— begin —
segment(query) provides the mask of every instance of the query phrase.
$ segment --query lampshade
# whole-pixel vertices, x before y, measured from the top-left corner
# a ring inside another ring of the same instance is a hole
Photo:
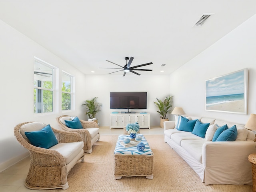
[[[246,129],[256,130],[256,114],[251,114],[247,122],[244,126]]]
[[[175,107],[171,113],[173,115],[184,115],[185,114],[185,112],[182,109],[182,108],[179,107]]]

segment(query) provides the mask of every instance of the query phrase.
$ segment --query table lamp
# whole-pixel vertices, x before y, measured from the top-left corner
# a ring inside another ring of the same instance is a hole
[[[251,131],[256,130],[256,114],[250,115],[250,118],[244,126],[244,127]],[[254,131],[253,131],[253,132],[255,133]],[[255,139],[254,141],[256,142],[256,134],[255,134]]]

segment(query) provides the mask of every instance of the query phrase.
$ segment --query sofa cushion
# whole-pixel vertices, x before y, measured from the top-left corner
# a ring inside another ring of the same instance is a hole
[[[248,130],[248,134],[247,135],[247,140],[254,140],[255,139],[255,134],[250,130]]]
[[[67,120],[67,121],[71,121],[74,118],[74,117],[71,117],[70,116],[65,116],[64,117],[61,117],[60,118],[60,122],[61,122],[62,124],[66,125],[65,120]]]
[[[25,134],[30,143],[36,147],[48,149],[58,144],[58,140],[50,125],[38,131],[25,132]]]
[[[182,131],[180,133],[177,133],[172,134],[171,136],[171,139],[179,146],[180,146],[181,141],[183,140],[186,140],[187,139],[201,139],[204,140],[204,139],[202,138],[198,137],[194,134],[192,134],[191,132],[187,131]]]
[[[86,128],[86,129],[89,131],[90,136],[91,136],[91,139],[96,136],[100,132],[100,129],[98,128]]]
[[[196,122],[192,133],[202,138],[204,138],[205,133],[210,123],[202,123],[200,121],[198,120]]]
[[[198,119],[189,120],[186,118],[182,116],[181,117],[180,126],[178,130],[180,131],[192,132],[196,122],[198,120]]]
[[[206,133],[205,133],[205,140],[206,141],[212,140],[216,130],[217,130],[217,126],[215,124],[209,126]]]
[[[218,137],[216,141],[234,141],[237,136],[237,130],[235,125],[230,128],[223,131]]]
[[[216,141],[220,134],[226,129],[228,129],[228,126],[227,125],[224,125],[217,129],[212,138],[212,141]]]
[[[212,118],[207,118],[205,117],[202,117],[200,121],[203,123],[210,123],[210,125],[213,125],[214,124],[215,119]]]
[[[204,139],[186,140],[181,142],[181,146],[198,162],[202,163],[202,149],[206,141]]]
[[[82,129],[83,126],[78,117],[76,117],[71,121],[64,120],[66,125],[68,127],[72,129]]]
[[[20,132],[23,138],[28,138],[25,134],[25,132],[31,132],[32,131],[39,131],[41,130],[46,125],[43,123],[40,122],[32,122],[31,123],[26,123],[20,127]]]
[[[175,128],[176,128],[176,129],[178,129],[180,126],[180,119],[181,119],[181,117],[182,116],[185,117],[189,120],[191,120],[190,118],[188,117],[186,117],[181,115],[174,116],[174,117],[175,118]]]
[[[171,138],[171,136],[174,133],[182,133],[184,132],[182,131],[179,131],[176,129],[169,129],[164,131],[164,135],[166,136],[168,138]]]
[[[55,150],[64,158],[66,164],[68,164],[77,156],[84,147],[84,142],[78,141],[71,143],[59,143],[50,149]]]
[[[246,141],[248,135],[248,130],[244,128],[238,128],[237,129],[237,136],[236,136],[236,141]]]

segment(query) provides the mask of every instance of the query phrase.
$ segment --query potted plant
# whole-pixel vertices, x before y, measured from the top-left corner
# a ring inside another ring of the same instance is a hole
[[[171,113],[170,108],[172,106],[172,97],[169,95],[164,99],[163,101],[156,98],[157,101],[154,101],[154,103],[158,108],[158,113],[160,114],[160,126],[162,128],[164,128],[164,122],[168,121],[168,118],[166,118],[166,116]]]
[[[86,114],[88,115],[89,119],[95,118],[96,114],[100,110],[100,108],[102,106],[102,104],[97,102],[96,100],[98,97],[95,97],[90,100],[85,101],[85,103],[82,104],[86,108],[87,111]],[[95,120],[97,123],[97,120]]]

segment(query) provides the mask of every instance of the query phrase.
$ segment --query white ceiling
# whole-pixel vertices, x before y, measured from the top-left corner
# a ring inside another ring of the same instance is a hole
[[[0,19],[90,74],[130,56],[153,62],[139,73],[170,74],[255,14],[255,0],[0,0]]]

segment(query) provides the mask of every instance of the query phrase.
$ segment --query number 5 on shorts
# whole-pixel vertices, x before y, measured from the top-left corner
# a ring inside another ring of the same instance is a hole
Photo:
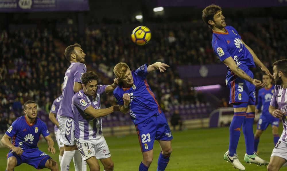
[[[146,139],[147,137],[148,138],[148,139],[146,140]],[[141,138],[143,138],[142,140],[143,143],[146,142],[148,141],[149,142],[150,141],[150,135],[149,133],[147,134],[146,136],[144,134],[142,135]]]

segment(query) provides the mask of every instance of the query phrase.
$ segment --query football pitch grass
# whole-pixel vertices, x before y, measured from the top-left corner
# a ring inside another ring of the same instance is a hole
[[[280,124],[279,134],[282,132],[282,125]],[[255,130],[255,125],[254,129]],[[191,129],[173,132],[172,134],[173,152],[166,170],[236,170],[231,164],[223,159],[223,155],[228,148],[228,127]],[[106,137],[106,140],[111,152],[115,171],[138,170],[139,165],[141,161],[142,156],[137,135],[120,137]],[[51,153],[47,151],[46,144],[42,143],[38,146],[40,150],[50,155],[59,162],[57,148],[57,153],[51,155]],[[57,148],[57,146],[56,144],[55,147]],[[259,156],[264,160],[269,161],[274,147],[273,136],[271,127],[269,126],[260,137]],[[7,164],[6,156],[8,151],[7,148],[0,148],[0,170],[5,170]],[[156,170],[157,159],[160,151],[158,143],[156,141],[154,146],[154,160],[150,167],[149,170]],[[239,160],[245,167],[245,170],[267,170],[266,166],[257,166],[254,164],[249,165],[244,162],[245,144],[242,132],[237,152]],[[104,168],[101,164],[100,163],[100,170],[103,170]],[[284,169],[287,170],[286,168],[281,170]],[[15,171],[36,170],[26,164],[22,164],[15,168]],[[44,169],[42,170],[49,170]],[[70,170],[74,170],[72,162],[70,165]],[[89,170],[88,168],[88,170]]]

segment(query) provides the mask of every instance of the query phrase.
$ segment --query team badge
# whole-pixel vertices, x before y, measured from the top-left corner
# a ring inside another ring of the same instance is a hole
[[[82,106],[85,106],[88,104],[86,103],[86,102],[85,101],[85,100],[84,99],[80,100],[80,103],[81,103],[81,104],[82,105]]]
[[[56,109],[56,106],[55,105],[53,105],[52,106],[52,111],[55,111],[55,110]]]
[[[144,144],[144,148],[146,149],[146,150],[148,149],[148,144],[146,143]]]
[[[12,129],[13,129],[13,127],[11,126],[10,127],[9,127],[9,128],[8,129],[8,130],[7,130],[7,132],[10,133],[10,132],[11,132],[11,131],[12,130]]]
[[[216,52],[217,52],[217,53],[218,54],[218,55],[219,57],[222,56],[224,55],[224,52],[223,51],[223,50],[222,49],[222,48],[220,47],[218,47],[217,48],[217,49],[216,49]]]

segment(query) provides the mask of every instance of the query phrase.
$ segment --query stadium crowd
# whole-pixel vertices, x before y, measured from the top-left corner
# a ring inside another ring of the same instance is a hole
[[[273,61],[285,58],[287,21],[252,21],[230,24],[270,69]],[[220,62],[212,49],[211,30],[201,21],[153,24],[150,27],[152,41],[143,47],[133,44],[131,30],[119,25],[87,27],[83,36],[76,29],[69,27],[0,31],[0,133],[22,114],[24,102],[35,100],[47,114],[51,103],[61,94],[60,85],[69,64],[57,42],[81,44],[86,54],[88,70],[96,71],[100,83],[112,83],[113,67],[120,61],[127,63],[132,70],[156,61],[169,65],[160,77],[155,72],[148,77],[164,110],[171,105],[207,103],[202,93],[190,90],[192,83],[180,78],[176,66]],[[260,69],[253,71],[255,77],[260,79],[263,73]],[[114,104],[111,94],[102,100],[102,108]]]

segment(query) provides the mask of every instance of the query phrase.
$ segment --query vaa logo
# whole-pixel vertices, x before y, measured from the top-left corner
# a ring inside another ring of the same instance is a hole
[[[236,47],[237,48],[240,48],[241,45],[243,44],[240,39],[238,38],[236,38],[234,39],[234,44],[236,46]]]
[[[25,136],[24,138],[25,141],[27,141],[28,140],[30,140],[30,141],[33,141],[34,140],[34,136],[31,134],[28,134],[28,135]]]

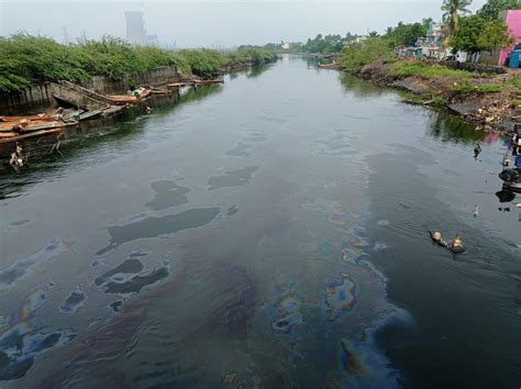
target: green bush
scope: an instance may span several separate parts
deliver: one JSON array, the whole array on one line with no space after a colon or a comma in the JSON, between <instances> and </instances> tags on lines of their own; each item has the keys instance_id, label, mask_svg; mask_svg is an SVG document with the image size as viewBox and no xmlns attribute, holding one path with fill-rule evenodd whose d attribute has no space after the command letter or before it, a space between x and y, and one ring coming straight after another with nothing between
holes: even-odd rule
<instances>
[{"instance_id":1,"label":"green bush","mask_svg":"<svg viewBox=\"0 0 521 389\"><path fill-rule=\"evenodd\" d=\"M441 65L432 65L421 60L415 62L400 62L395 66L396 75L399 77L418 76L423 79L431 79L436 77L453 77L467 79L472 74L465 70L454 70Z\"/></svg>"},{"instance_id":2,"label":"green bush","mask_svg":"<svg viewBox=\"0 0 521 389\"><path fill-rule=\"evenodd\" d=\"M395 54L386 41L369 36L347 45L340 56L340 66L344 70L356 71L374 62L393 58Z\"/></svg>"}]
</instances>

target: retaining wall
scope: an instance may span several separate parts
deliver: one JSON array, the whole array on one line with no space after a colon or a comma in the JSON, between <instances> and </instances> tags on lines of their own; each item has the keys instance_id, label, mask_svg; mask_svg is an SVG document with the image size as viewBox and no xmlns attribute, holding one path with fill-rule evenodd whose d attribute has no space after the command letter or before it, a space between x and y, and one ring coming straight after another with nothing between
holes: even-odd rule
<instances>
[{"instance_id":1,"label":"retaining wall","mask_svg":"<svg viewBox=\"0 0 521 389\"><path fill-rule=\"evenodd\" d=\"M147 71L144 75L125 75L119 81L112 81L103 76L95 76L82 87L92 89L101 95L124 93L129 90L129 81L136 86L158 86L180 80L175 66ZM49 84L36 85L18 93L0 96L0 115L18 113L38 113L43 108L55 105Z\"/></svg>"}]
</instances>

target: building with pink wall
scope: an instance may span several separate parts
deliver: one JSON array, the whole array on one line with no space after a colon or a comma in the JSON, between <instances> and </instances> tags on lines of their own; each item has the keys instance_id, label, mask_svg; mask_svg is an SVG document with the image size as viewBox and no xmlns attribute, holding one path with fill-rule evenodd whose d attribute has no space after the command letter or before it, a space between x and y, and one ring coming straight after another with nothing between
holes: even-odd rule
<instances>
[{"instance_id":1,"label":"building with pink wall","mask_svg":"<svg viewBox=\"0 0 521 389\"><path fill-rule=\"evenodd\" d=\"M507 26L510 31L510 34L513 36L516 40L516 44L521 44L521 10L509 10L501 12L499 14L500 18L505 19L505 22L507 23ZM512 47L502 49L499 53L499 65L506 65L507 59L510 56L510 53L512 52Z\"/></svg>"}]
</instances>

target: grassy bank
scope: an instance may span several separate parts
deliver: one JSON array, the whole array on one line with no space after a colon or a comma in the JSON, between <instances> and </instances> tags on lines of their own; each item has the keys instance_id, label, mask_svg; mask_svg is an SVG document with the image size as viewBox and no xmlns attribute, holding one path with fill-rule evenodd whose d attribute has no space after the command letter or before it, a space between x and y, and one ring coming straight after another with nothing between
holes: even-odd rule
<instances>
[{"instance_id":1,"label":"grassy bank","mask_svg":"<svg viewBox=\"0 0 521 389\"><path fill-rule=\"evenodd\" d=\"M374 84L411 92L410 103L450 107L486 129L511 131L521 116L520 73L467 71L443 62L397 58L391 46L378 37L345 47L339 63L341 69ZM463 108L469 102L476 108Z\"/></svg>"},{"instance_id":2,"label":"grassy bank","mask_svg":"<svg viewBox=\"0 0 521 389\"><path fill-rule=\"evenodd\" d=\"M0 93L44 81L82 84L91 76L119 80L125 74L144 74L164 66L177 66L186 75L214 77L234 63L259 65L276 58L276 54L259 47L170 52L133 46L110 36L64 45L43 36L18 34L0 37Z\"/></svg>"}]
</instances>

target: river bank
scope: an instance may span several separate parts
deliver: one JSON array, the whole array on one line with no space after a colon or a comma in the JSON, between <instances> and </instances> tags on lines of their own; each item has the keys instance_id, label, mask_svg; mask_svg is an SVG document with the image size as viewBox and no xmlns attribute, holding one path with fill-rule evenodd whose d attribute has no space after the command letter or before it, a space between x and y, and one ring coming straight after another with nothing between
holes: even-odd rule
— end —
Your goal:
Copy out, character for character, the lines of the material starting at the line that contains "target: river bank" and continuing through the last line of the material, both ends included.

Result of the exercise:
target: river bank
scope: an instance may span several separate parts
deliver: one JSON array, the whole array on one line with no space after a colon or a comma in the JSON, between <instances> and </instances> tags on lines of their own; each item has the keys instance_id, label, mask_svg; mask_svg is an SVG document with the image size as viewBox and no xmlns attribute, holding one path with fill-rule evenodd whose d attribute has no space after the command letter or before it, a space between x and y, and one ring coming straight after another with nothing between
holes: even-odd rule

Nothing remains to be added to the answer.